● **QUESTIONS ON THE MATERIAL**
**a.** List every person named in the text on REM sleep and mortality.
**b.** Continue the text on REM sleep and mortality from the point where it stops.

**** SELECTED EXTRACT ****

COVID, murder hornets, and REM sleep? With 2020 already stretching the bands of mortality, the folks at WISHTV.com and elsewhere are revealing an unusual addition to the year’s concerns—specifically lack of REM sleep. Sleep clinicians have long touted the psychological consequences of poor REM sleep, but new research published in JAMA Neurology takes it a step further.
With researchers Eileen B. Leary, PhD, RPSGT, Kathleen T. Watson, MS, and Sonia Ancoli-Israel, PhD, the findings go considerably beyond previously known effects of poor REM sleep. “The effect of short REM time on mortality has not been previously shown,” said Dr. Vsevolod Polotsky, director of Sleep Basic Research in the Division of Pulmonary and Critical Care Medicine, Johns Hopkins University School of Medicine, via WISHTV.
The WISHTV.com article by Sandee LaMotte puts it this way: “Spending less time in REM sleep is linked to a greater overall risk of death from any cause as well as from cardiovascular disease and other diseases except for cancer, a new study finds.”

**** SOURCE MATERIAL ****

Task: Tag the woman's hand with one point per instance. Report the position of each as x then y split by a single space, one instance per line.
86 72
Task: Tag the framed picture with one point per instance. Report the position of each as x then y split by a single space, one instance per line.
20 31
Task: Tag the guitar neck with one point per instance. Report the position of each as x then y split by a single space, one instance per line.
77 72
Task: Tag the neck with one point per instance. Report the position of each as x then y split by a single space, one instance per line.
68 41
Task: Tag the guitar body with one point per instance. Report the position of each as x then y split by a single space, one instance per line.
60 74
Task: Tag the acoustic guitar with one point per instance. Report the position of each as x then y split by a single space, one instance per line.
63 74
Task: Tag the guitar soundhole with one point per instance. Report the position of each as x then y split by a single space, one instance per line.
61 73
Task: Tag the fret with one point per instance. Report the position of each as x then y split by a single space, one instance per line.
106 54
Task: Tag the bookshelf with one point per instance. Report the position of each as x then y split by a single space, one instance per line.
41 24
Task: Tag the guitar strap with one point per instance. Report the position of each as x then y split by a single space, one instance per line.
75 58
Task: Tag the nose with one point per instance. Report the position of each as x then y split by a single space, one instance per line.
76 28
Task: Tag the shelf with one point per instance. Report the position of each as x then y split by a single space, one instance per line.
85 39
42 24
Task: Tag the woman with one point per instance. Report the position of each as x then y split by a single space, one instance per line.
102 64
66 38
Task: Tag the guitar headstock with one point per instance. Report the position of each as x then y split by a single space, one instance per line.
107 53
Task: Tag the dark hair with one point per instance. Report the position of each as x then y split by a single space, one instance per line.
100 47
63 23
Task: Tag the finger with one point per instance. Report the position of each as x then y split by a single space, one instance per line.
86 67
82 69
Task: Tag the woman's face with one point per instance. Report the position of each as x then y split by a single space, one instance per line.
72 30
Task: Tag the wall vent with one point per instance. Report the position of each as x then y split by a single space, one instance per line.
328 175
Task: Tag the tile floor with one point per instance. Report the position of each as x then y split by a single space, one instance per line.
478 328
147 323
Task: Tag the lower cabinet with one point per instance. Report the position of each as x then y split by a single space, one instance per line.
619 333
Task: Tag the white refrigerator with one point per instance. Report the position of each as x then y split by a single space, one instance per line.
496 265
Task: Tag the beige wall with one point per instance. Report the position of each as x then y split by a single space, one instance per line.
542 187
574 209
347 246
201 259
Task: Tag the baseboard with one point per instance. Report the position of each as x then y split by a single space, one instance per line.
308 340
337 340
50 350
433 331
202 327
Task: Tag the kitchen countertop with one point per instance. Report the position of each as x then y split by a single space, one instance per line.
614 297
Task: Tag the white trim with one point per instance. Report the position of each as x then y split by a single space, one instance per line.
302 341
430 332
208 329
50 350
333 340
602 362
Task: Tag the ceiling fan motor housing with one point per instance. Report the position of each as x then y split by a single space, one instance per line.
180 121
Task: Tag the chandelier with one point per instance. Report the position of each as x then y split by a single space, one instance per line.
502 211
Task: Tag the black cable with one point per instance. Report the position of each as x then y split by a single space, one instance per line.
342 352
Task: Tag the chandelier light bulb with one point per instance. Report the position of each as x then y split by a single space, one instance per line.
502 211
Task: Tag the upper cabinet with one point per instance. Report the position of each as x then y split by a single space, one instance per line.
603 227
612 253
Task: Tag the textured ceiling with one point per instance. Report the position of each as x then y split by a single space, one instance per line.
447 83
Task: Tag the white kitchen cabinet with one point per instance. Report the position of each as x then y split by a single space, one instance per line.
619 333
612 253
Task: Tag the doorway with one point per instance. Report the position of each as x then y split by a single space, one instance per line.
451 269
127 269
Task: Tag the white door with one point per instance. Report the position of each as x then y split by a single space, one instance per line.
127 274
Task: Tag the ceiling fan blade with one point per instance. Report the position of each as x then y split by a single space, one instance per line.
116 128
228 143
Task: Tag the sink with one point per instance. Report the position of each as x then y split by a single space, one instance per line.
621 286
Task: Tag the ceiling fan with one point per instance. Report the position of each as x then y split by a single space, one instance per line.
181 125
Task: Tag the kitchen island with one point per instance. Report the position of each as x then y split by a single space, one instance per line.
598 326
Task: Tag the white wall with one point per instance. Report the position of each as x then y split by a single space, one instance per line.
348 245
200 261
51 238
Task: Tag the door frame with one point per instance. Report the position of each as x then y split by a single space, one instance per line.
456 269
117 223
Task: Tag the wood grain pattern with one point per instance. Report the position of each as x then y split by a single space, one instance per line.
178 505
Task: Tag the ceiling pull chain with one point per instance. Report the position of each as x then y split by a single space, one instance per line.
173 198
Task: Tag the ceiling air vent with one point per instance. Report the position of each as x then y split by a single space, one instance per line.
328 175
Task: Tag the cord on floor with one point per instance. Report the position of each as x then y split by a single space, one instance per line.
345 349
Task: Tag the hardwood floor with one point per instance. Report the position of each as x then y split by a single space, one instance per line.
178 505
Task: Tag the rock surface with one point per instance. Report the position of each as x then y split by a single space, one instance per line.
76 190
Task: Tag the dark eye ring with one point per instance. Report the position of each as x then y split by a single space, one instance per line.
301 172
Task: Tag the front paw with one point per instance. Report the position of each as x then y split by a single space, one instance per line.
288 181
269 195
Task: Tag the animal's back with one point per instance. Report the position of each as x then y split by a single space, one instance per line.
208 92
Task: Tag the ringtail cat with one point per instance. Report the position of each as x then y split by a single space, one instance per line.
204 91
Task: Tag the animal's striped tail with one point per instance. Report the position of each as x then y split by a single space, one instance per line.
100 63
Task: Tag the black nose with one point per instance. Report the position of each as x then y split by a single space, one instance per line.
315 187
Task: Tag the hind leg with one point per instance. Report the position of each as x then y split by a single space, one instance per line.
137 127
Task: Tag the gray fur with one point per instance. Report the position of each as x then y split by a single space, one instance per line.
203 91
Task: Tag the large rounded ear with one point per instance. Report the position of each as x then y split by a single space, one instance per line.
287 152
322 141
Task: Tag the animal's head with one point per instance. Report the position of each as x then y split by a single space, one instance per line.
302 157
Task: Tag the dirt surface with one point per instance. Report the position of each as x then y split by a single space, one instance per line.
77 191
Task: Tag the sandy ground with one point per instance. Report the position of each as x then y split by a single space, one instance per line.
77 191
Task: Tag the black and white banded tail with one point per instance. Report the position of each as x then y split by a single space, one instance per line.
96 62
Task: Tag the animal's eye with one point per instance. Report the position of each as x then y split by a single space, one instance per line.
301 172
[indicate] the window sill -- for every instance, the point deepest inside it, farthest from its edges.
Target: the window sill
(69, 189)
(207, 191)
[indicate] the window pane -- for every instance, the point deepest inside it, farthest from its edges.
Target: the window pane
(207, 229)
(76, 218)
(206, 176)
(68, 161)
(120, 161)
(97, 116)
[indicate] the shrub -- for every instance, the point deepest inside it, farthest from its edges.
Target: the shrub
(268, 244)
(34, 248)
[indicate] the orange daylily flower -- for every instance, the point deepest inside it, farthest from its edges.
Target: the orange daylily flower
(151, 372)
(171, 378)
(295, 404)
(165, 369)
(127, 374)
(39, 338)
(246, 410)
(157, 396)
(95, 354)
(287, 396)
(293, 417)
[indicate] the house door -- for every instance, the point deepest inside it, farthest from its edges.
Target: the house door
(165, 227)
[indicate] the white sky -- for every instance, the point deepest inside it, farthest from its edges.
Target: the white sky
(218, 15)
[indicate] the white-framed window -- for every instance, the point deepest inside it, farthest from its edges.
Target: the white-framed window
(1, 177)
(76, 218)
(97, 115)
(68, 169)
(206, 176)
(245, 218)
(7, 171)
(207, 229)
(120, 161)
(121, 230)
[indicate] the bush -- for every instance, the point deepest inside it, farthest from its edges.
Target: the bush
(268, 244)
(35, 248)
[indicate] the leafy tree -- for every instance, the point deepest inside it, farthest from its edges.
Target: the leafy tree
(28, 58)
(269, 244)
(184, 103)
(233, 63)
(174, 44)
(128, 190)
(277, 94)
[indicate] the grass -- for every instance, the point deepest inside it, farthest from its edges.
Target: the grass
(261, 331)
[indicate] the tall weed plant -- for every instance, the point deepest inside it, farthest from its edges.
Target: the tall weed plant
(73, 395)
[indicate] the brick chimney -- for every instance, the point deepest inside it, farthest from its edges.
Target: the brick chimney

****

● **EXPECTED OUTPUTS**
**a.**
Eileen B. Leary
Kathleen T. Watson
Sonia Ancoli-Israel
Vsevolod Polotsky
Sandee LaMotte

**b.**
In JAMA Neurology, researchers conclude: A robust association was found between percentage of REM sleep and mortality in 2 independent cohorts, which persisted across different causes of death and multiple sensitivity analyses. Given the complex underlying biologic functions, further studies are required to understand whether the relationship is causal. Accelerated brain aging may result in less REM sleep, making it a marker rather than a direct mortality risk factor; however, mechanistic studies are needed. Strategies to preserve REM sleep may influence clinical therapies and reduce mortality risk, particularly for adults with less than 15% REM.